▶ _Exercise details_
Render every line of the entries below as a JSON list of strings, one string per line, and leave out any blank lines.

[Point labels for objects]
================
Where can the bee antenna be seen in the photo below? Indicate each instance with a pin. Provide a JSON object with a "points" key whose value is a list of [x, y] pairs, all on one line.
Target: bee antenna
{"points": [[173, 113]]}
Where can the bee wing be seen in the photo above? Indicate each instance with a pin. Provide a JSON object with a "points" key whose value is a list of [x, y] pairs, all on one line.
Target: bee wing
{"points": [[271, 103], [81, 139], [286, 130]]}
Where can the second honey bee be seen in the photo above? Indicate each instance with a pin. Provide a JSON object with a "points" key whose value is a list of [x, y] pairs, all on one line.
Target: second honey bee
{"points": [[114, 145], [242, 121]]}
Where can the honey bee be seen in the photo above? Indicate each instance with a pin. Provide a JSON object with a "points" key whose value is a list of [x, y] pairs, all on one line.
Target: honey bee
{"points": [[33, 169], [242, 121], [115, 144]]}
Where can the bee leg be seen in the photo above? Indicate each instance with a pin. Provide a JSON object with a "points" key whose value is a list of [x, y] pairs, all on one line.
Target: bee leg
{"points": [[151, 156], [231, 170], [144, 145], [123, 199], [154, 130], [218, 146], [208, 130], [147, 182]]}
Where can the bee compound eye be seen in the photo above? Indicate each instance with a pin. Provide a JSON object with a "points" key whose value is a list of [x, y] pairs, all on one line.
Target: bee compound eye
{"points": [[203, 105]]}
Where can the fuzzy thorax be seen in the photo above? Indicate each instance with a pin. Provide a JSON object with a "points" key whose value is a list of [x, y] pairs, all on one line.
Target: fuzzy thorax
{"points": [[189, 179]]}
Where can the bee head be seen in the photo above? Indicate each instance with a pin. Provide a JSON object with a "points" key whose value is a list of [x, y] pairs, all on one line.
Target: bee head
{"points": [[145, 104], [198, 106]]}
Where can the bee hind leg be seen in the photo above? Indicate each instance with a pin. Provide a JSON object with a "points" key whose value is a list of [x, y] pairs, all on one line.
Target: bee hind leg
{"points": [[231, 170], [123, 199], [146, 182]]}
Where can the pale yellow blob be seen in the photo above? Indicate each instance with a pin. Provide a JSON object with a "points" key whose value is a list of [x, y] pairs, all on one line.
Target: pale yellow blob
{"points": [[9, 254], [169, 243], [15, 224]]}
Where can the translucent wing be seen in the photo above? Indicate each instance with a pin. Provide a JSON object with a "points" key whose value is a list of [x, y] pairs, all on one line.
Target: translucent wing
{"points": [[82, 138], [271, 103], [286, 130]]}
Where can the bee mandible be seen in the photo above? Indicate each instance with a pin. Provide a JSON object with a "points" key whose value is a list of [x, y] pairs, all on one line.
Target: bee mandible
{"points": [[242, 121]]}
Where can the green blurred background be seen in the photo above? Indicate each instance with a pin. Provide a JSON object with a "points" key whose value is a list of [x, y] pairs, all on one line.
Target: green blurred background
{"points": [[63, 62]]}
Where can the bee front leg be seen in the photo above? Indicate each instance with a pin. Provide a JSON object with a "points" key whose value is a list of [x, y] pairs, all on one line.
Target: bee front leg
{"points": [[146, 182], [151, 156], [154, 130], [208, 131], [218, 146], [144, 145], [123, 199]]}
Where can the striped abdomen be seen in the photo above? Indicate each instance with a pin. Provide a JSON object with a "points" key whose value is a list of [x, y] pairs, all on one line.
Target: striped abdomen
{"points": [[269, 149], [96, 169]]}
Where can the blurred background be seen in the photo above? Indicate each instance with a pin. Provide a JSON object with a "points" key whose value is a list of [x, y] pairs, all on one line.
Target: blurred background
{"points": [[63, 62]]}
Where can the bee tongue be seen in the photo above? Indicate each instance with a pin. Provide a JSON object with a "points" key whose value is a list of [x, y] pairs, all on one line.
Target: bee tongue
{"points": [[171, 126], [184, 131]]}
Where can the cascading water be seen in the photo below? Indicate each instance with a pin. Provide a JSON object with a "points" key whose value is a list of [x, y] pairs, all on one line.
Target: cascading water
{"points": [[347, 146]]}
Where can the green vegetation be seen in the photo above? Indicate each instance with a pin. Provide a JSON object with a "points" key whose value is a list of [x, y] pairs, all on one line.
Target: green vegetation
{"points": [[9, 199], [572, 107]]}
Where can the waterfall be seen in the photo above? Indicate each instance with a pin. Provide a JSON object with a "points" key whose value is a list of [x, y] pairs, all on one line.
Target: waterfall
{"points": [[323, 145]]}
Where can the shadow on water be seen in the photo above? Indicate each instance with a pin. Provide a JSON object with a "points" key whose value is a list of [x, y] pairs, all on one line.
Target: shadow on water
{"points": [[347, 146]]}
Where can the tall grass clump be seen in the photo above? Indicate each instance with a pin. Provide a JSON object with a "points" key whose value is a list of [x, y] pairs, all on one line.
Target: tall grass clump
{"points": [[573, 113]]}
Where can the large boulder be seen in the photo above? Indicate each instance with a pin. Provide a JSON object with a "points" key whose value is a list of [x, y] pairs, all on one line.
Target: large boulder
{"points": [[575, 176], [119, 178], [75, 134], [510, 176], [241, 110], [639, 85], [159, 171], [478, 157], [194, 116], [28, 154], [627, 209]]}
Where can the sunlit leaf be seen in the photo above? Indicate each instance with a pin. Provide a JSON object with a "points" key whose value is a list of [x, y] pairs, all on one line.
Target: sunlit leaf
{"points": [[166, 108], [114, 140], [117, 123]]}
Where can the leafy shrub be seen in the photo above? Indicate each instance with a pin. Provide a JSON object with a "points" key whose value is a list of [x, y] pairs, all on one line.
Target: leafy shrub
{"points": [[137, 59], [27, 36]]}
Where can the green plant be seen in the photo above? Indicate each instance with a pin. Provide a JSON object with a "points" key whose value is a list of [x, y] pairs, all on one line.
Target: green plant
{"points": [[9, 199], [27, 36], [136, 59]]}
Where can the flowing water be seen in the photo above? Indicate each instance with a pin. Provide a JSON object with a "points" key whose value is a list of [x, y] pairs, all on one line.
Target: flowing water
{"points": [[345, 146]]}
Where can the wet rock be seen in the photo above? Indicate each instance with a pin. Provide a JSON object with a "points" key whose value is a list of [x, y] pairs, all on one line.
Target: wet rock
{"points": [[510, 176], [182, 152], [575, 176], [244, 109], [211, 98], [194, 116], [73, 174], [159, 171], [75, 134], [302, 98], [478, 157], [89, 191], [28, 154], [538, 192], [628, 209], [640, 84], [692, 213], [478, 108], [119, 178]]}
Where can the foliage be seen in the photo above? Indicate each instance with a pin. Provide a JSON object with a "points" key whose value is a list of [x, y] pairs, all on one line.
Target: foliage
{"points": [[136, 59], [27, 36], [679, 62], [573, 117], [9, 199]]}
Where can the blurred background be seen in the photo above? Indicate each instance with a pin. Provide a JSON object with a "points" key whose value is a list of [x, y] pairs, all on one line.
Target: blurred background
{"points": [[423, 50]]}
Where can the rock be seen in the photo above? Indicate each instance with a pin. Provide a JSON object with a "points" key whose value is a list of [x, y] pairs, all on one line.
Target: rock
================
▶ _Complete answer_
[
  "Where can the bee antenna be seen in the photo below? Indicate each instance with a pin. Provide a JSON object with a \"points\" key whose value is a list of [x, y] pairs, all on one line.",
  "Target: bee antenna",
  "{\"points\": [[173, 113]]}",
  "Where can the bee wing be seen in the photo above? Indicate each instance with a pin. Provide a JSON object with a \"points\" key whose value is a list of [x, y] pairs, all on one line.",
  "Target: bee wing",
  "{\"points\": [[271, 103], [81, 139], [286, 130]]}",
  "Where can the second honey bee be seen in the photo above? Indicate each instance with a pin. Provide a JSON object with a \"points\" key whose value is a list of [x, y] pairs, all on one line.",
  "Target: second honey bee",
  "{\"points\": [[114, 145], [242, 121]]}",
  "Where can the honey bee be seen in the photo above? Indicate each instance with a pin. Provide a JSON object with a \"points\" key whose value is a list of [x, y] pairs, all on one line.",
  "Target: honey bee",
  "{\"points\": [[33, 169], [242, 121], [115, 144]]}",
  "Where can the bee leg be seen in the photo above? Indicate each instance with a pin. Provide a JSON object with a \"points\" key whose value is a list of [x, y] pairs, all on one line.",
  "Target: bee leg",
  "{\"points\": [[151, 156], [231, 170], [144, 145], [123, 199], [154, 130], [218, 146], [208, 130], [147, 182]]}",
  "Where can the bee compound eye be seen in the photo above? Indicate each instance with a pin. Provide a JSON object with a \"points\" key whose value is a list of [x, y] pairs, all on one line.",
  "Target: bee compound eye",
  "{\"points\": [[203, 105]]}",
  "Where can the fuzzy thorax be seen in the photo above? Indicate each instance with a pin. Provide a JSON object with a \"points\" key whose value is a list of [x, y] pairs, all on one line.",
  "Target: fuzzy thorax",
  "{\"points\": [[189, 179]]}",
  "Where can the bee head be seen in the photo above? Indicate each instance with a pin. Provide a JSON object with a \"points\" key whose value is a list of [x, y] pairs, all on one line.",
  "Target: bee head",
  "{\"points\": [[145, 104], [198, 106]]}",
  "Where can the bee hind leg be seen in the photo above? Indicate each instance with a pin. Provide a JSON object with a \"points\" key whose value is a list of [x, y] pairs, all on one line.",
  "Target: bee hind leg",
  "{\"points\": [[231, 170], [123, 199], [146, 182]]}",
  "Where can the pale yellow blob be seen in the photo above? Indicate each instance with a pin. Provide a JSON object with a \"points\" key whose value is a list of [x, y] pairs, all on one line.",
  "Target: pale yellow blob",
  "{\"points\": [[9, 254], [169, 243], [15, 224]]}",
  "Where can the translucent wing be seen in the photo above? Indicate each instance with a pin. Provide a JSON object with a \"points\" key whose value is a list of [x, y] pairs, all on one line.",
  "Target: translucent wing",
  "{\"points\": [[82, 138], [271, 103], [286, 130]]}",
  "Where can the bee mandible be seen in the photo above? Indicate each instance with a pin. Provide a JSON object with a \"points\" key whose value is a list of [x, y] pairs, all on one line.",
  "Target: bee mandible",
  "{\"points\": [[242, 121]]}",
  "Where can the green blurred background be seen in the photo above? Indicate each instance with a pin. Provide a JSON object with a \"points\" key whose value is a list of [x, y] pairs, all on one line.",
  "Target: green blurred background",
  "{\"points\": [[63, 62]]}",
  "Where can the bee front leg be seen in the photo above? Indicate each instance with a pin. Provide a JSON object with a \"points\" key whose value is a list of [x, y] pairs, all on one line.",
  "Target: bee front leg",
  "{\"points\": [[146, 182], [151, 156], [154, 130], [208, 131], [218, 146], [144, 145], [123, 199]]}",
  "Where can the striped abdomen be seen in the photo above? Indicate each instance with a pin. Provide a JSON object with a \"points\" key whose value is a list of [x, y] pairs, all on one line.",
  "Target: striped abdomen",
  "{\"points\": [[269, 149], [96, 169]]}",
  "Where can the blurred background be seen in the photo above? Indicate each instance with a pin. Provide a JSON object with a \"points\" key whose value is a list of [x, y] pairs, all on one line.",
  "Target: blurred background",
  "{\"points\": [[63, 62]]}",
  "Where can the bee tongue be seen in the photo above? Indicate each instance with a pin. Provide a JSON object with a \"points\" key whose value is a list of [x, y] pairs, all on one line.",
  "Target: bee tongue",
  "{\"points\": [[171, 126], [184, 131]]}",
  "Where can the cascading water be seen in the photo below? Indicate each instance with a pin. Provide a JSON object with a \"points\" key whose value is a list of [x, y] pairs, all on one line.",
  "Target: cascading water",
  "{\"points\": [[347, 146]]}",
  "Where can the green vegetation be seen in the photo above? Indicate each instance with a pin. Provide a JSON object with a \"points\" key whose value is a list of [x, y] pairs, all on one line.",
  "Target: green vegetation",
  "{\"points\": [[9, 199], [572, 107]]}",
  "Where can the waterfall be seen in the photo above? Indicate each instance with a pin. Provide a JSON object with a \"points\" key whose value is a list of [x, y] pairs, all on one line.",
  "Target: waterfall",
  "{\"points\": [[323, 145]]}",
  "Where can the shadow on water be seen in the photo above? Indicate each instance with a pin. Provide a JSON object with a \"points\" key whose value is a list of [x, y] pairs, all on one line.",
  "Target: shadow on water",
  "{\"points\": [[347, 146]]}",
  "Where can the tall grass clump be seen in the photo above? Indicate each instance with a pin. Provide a JSON object with a \"points\" key whose value is a list of [x, y] pairs, all on one line.",
  "Target: tall grass clump",
  "{\"points\": [[573, 113]]}",
  "Where can the large boulder be seen in the photo above? Indicate each instance with a pin. Provide a JSON object with a \"points\" key whose value is a list of [x, y] pairs, all on one line.",
  "Target: large boulder",
  "{\"points\": [[575, 176], [119, 178], [75, 134], [510, 176], [241, 110], [639, 85], [159, 171], [478, 157], [194, 116], [28, 154], [627, 209]]}",
  "Where can the sunlit leaf be seen in the photo above? Indicate each instance with a pin. Provide a JSON object with a \"points\" key whose value is a list of [x, y] pairs, all on one line.",
  "Target: sunlit leaf",
  "{\"points\": [[166, 108], [114, 140], [117, 123]]}",
  "Where can the leafy shrub be seen in the photo above? Indicate each instance with a pin. Provide a JSON object with a \"points\" key whose value is a list of [x, y] pairs, all on one line.",
  "Target: leafy shrub",
  "{\"points\": [[137, 59], [27, 36]]}",
  "Where can the green plant be seen in the photo above? Indicate each instance with a pin. Provide a JSON object with a \"points\" key whose value is a list of [x, y] pairs, all on one line.",
  "Target: green plant",
  "{\"points\": [[9, 199], [27, 36], [136, 59]]}",
  "Where can the flowing water be seen in the photo above? Indicate each instance with a pin. Provide a JSON object with a \"points\" key whose value is a list of [x, y] pairs, all on one line.",
  "Target: flowing water",
  "{\"points\": [[345, 146]]}",
  "Where can the wet rock be seen in the photo above? Indicate each instance with a pin. Provide a JSON object with a \"points\" key whose value is a list of [x, y] pairs, all on one line.",
  "Target: wet rock",
  "{\"points\": [[510, 176], [182, 152], [575, 176], [244, 109], [211, 98], [194, 116], [73, 174], [159, 171], [75, 134], [302, 98], [478, 157], [89, 191], [28, 154], [538, 192], [628, 209], [640, 84], [692, 213], [478, 108], [119, 178]]}",
  "Where can the foliage be seen in the photo above? Indicate each instance with a pin. Provide a JSON object with a \"points\" key whose value is a list of [x, y] pairs, all on one line.",
  "Target: foliage",
  "{\"points\": [[136, 59], [27, 36], [679, 62], [573, 117], [9, 199]]}",
  "Where can the blurred background be seen in the photo above? Indicate each instance with a pin. Provide a JSON object with a \"points\" key whose value is a list of [x, y] pairs, all on one line.",
  "Target: blurred background",
  "{\"points\": [[423, 50]]}",
  "Where can the rock be seen in the photo above? Indicate each instance with a pin. Provide a JSON object with a \"points\" key whose value is a list of [x, y] pairs, all on one line.",
  "Target: rock"
]